§ Extract:
--- Start ---
The present invention relates to methods and systems for presenting multi-dimensional data in an integrated computing environment and, in particular, to methods, systems, and devices for dynamically determining and presenting extrapolations of multi-dimensional data related to manufacturing processes.
Computer-implemented integrated production management systems are increasingly being used in manufacturing enterprises. Such systems, often referred to as “supply chain management”, model the enterprise environment and provide for planning of producing items to fulfill market demand within the constraints of the environment.
In a simplest sense, the supply chain is a process of creating products for consumption. Generally, supply chains span from raw materials to manufacturing, distribution, transportation, warehousing, and product sales, involving a number of enterprises before a product reaches a customer. Thus, a data management system for a single manufacturing enterprise within a supply chain typically includes interactions with preceding and subsequent stages of the same chain in order to provide for an accurate representation of the manufacturing process.
Manufacturing enterprises generally rely on a variety of tools and procedures to control and analyze production and business operations, such as material and resource inventories, production capacities, production and maintenance scheduling, process/production unit (machine, work cell, process line) performance monitoring on one hand and accounting, payroll, human resources, employee tracking, customer relations tracking on the other. These procedures reflect different functions, aspects or “dimensions” of the business operation and, accordingly, often rely on multi-dimensional data.
Tools which provide these functions are typically implemented using computer software. For example, one software package may manage business accounting, another software package might be responsible for receiving and processing new orders, yet another software package will track warehouse inventory and still other packages may handle order fulfillment and shipment. Furthermore, a business software package operated by one business may need to exchange data with a software package operated by another business to facilitate a business-to-business transaction. Integration applications have been developed which are used to integrate various elements of one business application with elements of another business application.
One of many consequences of the increasing computerization of production and business operations is generation of vast quantities of complex multi-dimensional data. While capturing multiple aspects of the business activities is becoming easier, comprehending data so acquired is increasingly challenging. Because of the complexity of the supply chain management, it is important to present information to the user in a comprehensible manner. Good presentations are vital to the usefulness of the supply chain management tools.
--- End ---
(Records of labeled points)
--- Start ---
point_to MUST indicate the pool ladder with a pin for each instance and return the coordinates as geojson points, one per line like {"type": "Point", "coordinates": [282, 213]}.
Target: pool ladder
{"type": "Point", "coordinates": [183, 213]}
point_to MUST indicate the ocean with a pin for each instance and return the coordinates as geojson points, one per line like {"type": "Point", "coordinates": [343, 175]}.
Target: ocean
--- End ---
§ Jobs:
1) List every stage that the supply chain passage says supply chains span.
2) From the supply chain passage, echo everything from "The present invention" down to "to manufacturing processes.".

§ Exercise results:
1)
raw materials
manufacturing
distribution
transportation
warehousing
product sales

2)
The present invention relates to methods and systems for presenting multi-dimensional data in an integrated computing environment and, in particular, to methods, systems, and devices for dynamically determining and presenting extrapolations of multi-dimensional data related to manufacturing processes.